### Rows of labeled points

====================

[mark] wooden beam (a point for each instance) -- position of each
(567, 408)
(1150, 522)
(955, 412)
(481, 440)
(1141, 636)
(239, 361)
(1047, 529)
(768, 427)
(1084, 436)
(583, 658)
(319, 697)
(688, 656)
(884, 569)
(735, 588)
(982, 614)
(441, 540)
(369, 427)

====================

### Goal
Rewrite the rows above with "wooden beam" swapped for "timber beam" and everything else kept the same.

### Answer for this exercise
[mark] timber beam (a point for each instance) -- position of each
(567, 408)
(1150, 522)
(955, 412)
(481, 440)
(1141, 636)
(239, 361)
(1047, 529)
(768, 427)
(1084, 436)
(583, 658)
(319, 697)
(688, 656)
(884, 569)
(735, 588)
(982, 614)
(441, 540)
(369, 427)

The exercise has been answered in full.